TEXTE »
#####

A. I.- Quelles sont les différentes immunothérapies actuellement disponibles ?

Dr R. K.- : Trois classes sont actuellement disponibles :

• L'inotuzumab-ozogamicine est un anticorps conjugué à une molécule cytotoxique qui cible le CD22, un marqueur représenté sur la majorité des leucémies aiguës lymphoblastiques B à l'exception des LAL avec fusion de KMT2A qui l'expriment habituellement moins. Les deux autres classes disponibles sont dirigés contre le CD19 qui est un marqueur pan-B avec :

• Le blinatumomab, un anticorps bispécifique ciblant le CD19 et le CD3 et favorise ainsi l'action cytotoxique de système immunitaire via le recrutement des lymphocytes T sur les cellules leucémiques.

• Les cellules CAR-T (chimeric antigen receptor) ciblant le CD19 qui sont des lymphocytes T modifiés génétiquement pour reconnaitre et éliminer les cellules leucémiques, grâce à l'association de la spécificité de reconnaissance du BCR et la machinerie de transduction intracellulaire du récepteur T.

A. I.- Quels sont les mécanismes d'échappement des cellules tumorales aux immunothérapies ?

Dr R. K.- : Ils sont de plusieurs types, il y existe d'une part des facteurs dépendants de la maladie dont la finalité est d'aboutir à la perte de l'expression de la cible. Il existe d'autre part des facteurs liés à l'hôte, qui nécessite un environnement propice au maintien d'un système immunitaire efficace. D'autres aspects sont probablement impliqués et restent à découvrir.

#####

DOCUMENTS SOURCES »
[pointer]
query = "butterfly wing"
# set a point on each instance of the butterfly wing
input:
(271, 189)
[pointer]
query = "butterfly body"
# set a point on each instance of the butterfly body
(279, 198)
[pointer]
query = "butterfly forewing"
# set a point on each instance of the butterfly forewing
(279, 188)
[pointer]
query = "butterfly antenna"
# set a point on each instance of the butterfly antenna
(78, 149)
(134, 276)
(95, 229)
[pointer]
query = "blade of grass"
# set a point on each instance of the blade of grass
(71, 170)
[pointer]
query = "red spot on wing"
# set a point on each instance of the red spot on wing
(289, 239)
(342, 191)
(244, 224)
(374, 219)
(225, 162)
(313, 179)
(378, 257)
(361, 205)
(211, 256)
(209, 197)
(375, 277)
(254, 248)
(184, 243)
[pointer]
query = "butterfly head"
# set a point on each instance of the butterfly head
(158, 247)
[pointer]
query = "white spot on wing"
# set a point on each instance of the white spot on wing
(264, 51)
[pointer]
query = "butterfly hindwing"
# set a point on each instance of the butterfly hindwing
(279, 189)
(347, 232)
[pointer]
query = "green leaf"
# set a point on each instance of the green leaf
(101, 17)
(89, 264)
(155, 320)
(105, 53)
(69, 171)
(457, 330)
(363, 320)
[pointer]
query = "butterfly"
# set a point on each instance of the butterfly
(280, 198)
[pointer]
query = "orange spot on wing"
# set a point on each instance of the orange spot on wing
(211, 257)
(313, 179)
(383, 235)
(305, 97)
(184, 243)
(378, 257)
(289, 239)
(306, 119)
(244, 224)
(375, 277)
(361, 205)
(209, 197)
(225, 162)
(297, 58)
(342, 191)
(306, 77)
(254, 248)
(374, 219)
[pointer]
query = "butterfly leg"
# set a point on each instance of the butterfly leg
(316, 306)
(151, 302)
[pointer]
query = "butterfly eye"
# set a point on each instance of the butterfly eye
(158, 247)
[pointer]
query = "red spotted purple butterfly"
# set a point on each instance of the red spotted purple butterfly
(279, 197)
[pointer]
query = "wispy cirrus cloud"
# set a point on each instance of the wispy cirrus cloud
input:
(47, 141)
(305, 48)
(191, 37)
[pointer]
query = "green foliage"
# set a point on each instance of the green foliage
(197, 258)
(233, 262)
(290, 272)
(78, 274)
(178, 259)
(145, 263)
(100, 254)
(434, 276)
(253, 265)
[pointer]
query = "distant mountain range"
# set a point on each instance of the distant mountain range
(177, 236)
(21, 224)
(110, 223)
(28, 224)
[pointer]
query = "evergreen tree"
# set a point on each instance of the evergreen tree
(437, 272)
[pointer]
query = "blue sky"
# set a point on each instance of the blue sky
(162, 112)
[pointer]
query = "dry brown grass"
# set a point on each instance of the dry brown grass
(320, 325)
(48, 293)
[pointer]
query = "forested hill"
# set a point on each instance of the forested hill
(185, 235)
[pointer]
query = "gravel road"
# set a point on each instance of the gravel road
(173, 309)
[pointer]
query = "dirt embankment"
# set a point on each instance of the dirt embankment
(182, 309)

#####

CONSIGNE 1 » Selon le texte sur les immunothérapies, quel marqueur l'inotuzumab-ozogamicine cible-t-il ?
CONSIGNE 2 » Recopiez le passage du texte sur les immunothérapies qui va de « A. I.- Quelles » à « les cellules leucémiques. ».
CONSIGNE 3 » Poursuivez le texte sur les immunothérapies à la suite de sa dernière phrase.

RÉPONSE 1 » L'inotuzumab-ozogamicine cible le CD22.

RÉPONSE 2 »
A. I.- Quelles sont les différentes immunothérapies actuellement disponibles ?

Dr R. K.- : Trois classes sont actuellement disponibles :

• L'inotuzumab-ozogamicine est un anticorps conjugué à une molécule cytotoxique qui cible le CD22, un marqueur représenté sur la majorité des leucémies aiguës lymphoblastiques B à l'exception des LAL avec fusion de KMT2A qui l'expriment habituellement moins. Les deux autres classes disponibles sont dirigés contre le CD19 qui est un marqueur pan-B avec :

• Le blinatumomab, un anticorps bispécifique ciblant le CD19 et le CD3 et favorise ainsi l'action cytotoxique de système immunitaire via le recrutement des lymphocytes T sur les cellules leucémiques.

RÉPONSE 3 »
Pour l'inotuzumab-ozogamicine, la cible CD22 peut être absente d'emblée, c'est le cas notamment de la LAL B avec remaniement de KMT2A pour laquelle les cellules leucémiques expriment faiblement le CD22. Pour les autres situations, il peut être observé après une certaine exposition au médicament une modulation de l'expression de la cible, soit via l'acquisition de mutations sur le gène CD22 avec une perte de l'épitope cible, soit via une modulation de son expression génique.

Dans le cas du blinatumomab, le mécanisme principal implique également la perte de la cible : soit par inactivation génique avec acquisition de mutations ou de sélection d'une isoforme transcriptionnelle entraînant la perte de l'épitope ciblé, soit par switch de lignage avec le passage d'un phénotype lymphoïde B à un phénotype myéloïde sous pression de l'immunothérapie. Il faut noter que le mécanisme du blinatumomab repose sur le recrutement des lymphocytes T endogènes dont la capacité à détruire les cellules leucémiques pourrait conditionner le succès du traitement. Il n'existe pas à ce jour de données robustes ayant caractérisé l'impact de l'environnement immunitaire actif ou épuisé sur l'efficacité du blinatumomab.

Les résultats thérapeutiques avec les cellules CAR-T dans la LAL-B dépendent de deux paramètres : la capacité des cellules leucémiques à perte l'expression de la cible, et de la capacité d'expansion et de persistance des cellules CAR-T. Dans le second cas, l'absence de persistance des cellules CAR-T se traduit par une réémergence de cellules B, communément désignée comme perte d'aplasie B, témoignant de leur perte d'efficacité et du risque de ré-expansion de la maladie.

Enfin il a été montré pour le blinatumomab et les cellules CAR-T la nécessité de réduire la masse tumorale pour obtenir une meilleure efficacité. Dans le cas des cellules CAR-T, il faut également veiller à ne pas trop réduire la maladie résiduelle pour leur permettre d'agir, de s'expandre et de se maintenir dans le but de contrôler la leucémie.